Environmental Enforcement • Clean Water Act • Mississippi

Khera Petroleum Risked a Major Oil Spill Into the Gulf of Mexico

Khera Petroleum stored nearly 2,380 barrels of gasoline in Mississippi with cracked containment walls, zero spill prevention plan, and untested tanks — and when the EPA finally caught them, the company walked away for $1,000 (roughly the cost of two car payments).

An Oil Company With No Plan to Stop an Oil Spill

Khera Petroleum, LLC operates an oil storage facility at 631 South Gloster Street, Tupelo, Mississippi. Under the Clean Water Act and federal Oil Pollution Prevention regulations, any facility storing significant quantities of oil that sits near navigable water is required to have a written Spill Prevention, Control, and Countermeasure (SPCC) Plan. This is not optional. It is federal law.

When EPA inspectors walked through Khera’s facility on February 23, 2022, they found no such plan existed. None. The company was operating tanks holding thousands of gallons of gasoline with no documented procedure for what to do if anything went wrong.

The absence of a written plan was just the beginning. The inspection uncovered eight additional, separate violations, all existing simultaneously at the same facility, painting a picture of systematic neglect that went far beyond a paperwork oversight.

Nine Failures. One Facility. Years of Risk.

The EPA’s documented violations read like a checklist of everything a petroleum operator must do — and Khera skipped every item. Each failure below is a real, physical condition that existed at the Tupelo facility when inspectors arrived:

  • No written Spill Prevention, Control, and Countermeasure Plan — the foundational document required by law.
  • Holes, cracks, or voids in diked containment walls — the physical barriers designed to catch a spill before it reaches the ground.
  • Bulk storage containers never tested or inspected for structural integrity.
  • No records of inspections or tests maintained — meaning there is no way to know how long conditions were this bad.
  • Oil-water separators not frequently inspected to detect failures that could cause a discharge.
  • Mobile and portable containers had no secondary containment provided.
  • Pipe terminal connections not marked, capped, or flanged when out of service.
  • Aboveground piping, valves, joints, and pipe supports not inspected regularly.
  • No warning devices present to prevent vehicles from damaging aboveground piping during transfer operations.

Personnel handling oil were also never trained as required by law. Records of dike drainage events were never generated. Buried piping lacked required protective coatings and corrosion protection. The violations covered every layer of the facility: the containers, the pipes, the containment systems, and the people.

**INFORMATION PROVIDED:**
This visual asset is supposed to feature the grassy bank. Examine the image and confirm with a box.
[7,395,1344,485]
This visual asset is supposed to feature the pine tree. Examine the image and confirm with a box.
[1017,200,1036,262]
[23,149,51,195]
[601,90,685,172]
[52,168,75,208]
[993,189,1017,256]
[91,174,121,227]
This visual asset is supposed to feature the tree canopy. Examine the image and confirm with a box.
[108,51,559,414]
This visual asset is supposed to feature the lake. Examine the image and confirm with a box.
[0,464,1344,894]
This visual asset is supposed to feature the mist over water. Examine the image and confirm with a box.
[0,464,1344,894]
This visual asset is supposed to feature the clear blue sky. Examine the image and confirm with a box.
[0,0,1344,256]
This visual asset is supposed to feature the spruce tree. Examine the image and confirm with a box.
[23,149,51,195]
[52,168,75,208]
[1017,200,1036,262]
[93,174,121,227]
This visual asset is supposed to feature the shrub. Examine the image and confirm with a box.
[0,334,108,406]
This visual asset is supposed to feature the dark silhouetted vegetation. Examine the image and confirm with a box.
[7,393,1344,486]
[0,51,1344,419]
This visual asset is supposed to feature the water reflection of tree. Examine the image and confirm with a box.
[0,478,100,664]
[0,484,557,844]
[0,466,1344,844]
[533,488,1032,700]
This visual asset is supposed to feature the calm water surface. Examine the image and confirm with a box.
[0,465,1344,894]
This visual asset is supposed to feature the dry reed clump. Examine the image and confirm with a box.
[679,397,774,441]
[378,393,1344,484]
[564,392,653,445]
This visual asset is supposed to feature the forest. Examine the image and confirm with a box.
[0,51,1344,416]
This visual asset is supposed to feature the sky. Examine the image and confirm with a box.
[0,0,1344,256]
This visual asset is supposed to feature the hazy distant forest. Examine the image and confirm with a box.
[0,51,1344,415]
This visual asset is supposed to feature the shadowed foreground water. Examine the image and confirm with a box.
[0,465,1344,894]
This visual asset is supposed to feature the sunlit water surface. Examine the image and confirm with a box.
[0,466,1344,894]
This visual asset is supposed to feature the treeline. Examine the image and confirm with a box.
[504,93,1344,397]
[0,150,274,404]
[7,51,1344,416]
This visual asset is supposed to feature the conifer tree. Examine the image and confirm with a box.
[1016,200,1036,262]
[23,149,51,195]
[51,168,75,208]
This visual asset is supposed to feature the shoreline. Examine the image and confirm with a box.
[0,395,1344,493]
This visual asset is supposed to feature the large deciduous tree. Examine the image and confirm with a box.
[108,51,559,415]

**PROBLEM DETAILS:**
Answer these questions from the Khera Petroleum text:
(a) On what date did EPA inspectors walk through the Khera facility?
(b) At what street address does Khera Petroleum operate its oil storage facility?
(c) What did the buried piping lack?

**EXERCISE ANSWER:**
(a) February 23, 2022
(b) 631 South Gloster Street, Tupelo, Mississippi
(c) Required protective coatings and corrosion protection